# intake question



## landlord (Jun 11, 2002)

for lack of a better place to put this, i put it here. my question is i have never seen an intake manifold that was tuned, (im not sure how to discribe this bare with me) kinda like a header in reverse for an intake manifold. it seems to me that all the manifolds i see are ristrictive in that the air has to make at least one sharp 90 degree bend to make it to the intake port. wouldnt the intake benifit from equal length pipes from the throttle body to the valve? not to mention the diamiter and length could be changed for tuning purposes? this would also be great for nitrous applications that are not direct port, so nitrous gets distributed evenly amoung the cylinders. i was thinking of hotshots turbo manifod from a pic i seen from the inside where all the pipes come together nicely and thought why not for an intake too?

just a question and maybe a stupid one but i would love to hear your input.


----------



## rios (Jun 10, 2002)

there are high performance intake manis out there made by venom and skunk2, but those qare for hondas mostly. you could always extrude hone your intake manifold to get better flow.


----------



## landlord (Jun 11, 2002)

────────────────────────────────────────

• [Tasks to carry out]:
1. List every brand or manufacturer name mentioned in the intake manifold thread.
2. Duplicate the part of the intake manifold thread starting at "just a question" and ending at "get better flow.".

────────────────────────────────────────

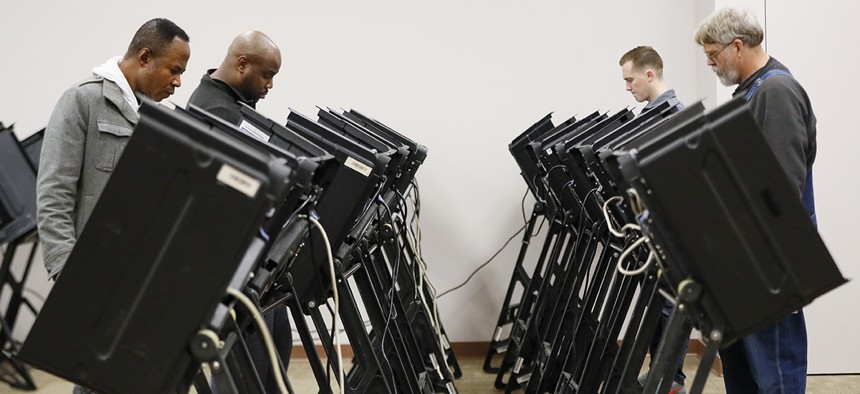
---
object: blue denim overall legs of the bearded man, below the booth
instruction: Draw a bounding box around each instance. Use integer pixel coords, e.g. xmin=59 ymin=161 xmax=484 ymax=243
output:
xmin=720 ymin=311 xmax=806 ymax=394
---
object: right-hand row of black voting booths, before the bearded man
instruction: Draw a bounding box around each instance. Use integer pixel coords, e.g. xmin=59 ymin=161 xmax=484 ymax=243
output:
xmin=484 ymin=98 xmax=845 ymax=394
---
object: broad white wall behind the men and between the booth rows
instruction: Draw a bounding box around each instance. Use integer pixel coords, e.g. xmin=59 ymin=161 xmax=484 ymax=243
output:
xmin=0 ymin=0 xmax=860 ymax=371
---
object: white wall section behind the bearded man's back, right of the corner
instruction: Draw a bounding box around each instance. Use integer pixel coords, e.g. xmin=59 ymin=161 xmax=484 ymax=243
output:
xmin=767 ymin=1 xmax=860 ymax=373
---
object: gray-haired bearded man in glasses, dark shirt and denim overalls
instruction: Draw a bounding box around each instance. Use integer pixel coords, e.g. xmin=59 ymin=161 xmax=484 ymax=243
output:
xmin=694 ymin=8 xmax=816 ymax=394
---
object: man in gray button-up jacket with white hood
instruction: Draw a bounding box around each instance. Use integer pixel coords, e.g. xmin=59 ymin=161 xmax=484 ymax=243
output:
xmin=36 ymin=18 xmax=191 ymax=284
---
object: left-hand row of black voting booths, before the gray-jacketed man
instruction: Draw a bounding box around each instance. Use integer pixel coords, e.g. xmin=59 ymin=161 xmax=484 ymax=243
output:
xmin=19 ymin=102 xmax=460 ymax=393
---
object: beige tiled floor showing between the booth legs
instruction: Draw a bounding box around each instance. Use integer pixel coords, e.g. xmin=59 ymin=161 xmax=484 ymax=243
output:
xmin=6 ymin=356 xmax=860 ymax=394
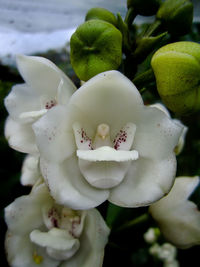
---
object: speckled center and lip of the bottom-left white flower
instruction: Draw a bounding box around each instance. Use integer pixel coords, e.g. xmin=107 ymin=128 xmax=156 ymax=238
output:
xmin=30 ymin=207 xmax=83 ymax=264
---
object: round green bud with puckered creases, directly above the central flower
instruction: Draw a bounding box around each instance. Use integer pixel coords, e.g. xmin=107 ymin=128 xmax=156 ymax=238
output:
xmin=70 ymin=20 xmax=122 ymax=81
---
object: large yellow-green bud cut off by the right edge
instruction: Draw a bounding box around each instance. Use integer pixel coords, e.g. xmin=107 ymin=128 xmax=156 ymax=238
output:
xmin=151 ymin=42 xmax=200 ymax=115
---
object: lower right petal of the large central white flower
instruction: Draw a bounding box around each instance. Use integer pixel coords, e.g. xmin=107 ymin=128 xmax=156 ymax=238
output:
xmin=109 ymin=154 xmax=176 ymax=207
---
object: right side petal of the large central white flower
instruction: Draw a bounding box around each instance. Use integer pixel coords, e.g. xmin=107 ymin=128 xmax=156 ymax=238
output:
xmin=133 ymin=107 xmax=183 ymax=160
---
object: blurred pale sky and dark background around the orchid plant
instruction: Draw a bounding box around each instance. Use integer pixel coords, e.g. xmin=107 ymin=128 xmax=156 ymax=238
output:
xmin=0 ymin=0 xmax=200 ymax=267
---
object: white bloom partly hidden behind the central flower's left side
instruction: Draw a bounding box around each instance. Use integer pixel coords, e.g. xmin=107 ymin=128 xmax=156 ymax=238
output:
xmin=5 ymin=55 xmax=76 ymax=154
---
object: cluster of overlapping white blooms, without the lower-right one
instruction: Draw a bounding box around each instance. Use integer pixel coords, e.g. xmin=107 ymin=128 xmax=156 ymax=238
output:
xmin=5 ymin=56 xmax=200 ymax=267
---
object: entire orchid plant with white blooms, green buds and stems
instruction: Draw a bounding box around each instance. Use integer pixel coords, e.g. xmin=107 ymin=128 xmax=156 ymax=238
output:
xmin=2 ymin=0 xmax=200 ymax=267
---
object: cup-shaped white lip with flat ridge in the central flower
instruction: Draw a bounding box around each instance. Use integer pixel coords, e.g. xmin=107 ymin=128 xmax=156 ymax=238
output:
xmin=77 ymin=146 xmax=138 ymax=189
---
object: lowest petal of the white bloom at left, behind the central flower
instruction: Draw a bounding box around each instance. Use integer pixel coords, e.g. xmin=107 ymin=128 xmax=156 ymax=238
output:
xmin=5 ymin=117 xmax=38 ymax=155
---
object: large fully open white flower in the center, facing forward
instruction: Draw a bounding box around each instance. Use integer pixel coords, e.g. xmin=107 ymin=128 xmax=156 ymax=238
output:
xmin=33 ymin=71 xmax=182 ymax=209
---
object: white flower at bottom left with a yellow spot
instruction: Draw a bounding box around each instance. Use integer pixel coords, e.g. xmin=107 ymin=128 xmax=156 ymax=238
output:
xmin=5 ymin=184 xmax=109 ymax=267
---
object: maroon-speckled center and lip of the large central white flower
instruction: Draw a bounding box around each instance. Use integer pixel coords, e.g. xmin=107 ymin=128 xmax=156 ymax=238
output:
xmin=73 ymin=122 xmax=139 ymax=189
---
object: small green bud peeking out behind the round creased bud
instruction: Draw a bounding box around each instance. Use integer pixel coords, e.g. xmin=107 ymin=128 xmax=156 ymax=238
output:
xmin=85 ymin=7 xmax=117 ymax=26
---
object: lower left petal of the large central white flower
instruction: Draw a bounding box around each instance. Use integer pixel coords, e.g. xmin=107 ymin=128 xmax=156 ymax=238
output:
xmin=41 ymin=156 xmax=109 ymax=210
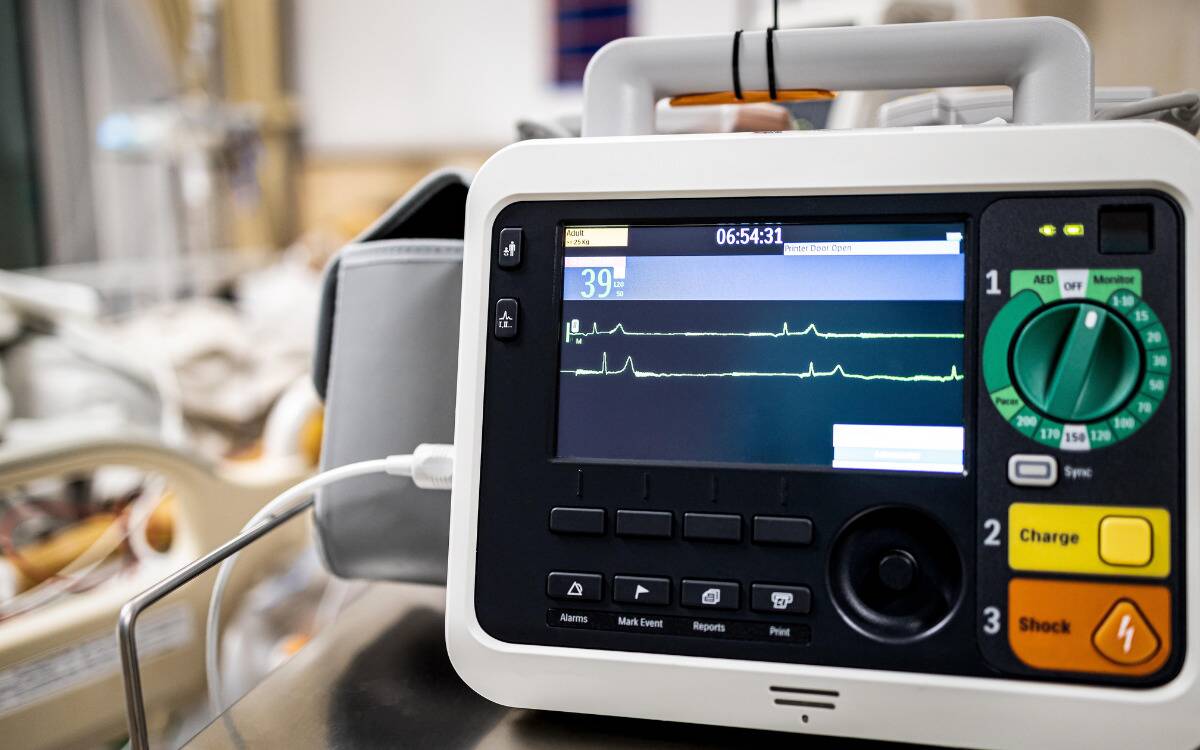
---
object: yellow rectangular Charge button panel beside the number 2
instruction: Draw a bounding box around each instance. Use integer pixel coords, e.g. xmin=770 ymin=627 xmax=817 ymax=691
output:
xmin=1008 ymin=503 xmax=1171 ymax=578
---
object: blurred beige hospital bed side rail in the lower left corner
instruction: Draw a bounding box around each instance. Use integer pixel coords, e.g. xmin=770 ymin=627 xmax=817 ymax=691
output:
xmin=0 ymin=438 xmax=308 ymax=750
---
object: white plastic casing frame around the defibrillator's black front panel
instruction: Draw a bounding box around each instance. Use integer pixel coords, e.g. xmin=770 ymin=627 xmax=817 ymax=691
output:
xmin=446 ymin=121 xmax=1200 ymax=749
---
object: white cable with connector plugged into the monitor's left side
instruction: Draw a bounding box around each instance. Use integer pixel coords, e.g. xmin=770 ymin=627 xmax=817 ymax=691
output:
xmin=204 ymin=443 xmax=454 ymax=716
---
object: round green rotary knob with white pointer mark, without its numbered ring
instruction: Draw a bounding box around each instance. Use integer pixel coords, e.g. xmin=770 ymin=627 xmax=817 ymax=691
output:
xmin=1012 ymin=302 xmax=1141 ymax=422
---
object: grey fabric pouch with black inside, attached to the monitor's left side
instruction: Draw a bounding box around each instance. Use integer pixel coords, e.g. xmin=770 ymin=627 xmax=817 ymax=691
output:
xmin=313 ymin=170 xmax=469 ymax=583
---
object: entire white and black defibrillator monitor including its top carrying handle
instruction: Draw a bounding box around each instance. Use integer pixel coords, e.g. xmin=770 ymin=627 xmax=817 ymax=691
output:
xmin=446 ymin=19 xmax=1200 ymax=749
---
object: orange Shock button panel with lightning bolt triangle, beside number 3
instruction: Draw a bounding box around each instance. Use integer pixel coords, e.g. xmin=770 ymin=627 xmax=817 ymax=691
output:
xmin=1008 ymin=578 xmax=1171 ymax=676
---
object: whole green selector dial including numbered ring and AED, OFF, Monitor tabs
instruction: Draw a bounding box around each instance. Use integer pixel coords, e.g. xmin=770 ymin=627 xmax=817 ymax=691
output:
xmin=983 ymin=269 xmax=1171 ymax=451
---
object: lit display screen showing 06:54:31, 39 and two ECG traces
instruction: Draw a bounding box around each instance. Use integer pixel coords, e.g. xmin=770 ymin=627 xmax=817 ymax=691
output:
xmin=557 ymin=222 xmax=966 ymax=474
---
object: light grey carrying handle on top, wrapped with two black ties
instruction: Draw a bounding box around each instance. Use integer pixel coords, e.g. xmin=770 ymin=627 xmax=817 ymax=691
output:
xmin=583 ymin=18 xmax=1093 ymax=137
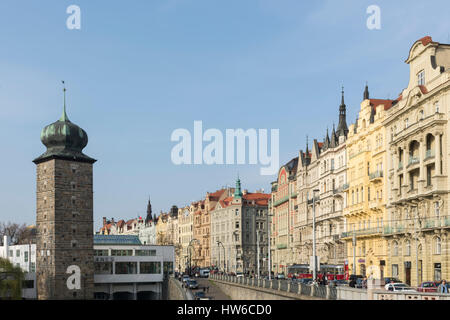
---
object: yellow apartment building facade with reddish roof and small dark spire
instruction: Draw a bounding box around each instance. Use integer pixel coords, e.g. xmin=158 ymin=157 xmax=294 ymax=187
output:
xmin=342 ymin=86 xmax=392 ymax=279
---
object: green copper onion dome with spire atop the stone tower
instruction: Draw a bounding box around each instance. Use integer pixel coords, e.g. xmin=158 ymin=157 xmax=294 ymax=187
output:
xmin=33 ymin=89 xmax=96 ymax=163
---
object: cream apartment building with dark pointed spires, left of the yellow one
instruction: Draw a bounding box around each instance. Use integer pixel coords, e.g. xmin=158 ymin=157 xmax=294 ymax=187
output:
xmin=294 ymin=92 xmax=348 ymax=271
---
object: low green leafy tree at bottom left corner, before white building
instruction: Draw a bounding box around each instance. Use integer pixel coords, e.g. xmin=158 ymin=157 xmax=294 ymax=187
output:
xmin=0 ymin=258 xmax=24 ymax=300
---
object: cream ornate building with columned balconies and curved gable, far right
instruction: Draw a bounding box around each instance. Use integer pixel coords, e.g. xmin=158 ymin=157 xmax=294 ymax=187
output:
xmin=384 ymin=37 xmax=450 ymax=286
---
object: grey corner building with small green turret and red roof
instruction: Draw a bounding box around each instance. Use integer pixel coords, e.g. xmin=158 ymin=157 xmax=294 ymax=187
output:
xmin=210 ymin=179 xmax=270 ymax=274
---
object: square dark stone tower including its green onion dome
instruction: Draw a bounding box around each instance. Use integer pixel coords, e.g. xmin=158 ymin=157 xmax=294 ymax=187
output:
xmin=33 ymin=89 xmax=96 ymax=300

────────────────────────────────────────

• [Written answers]:
1. hotshot (as "hotshots"), venom, skunk2, honda (as "hondas")

2.
just a question and maybe a stupid one but i would love to hear your input.


----------



## rios (Jun 10, 2002)

there are high performance intake manis out there made by venom and skunk2, but those qare for hondas mostly. you could always extrude hone your intake manifold to get better flow.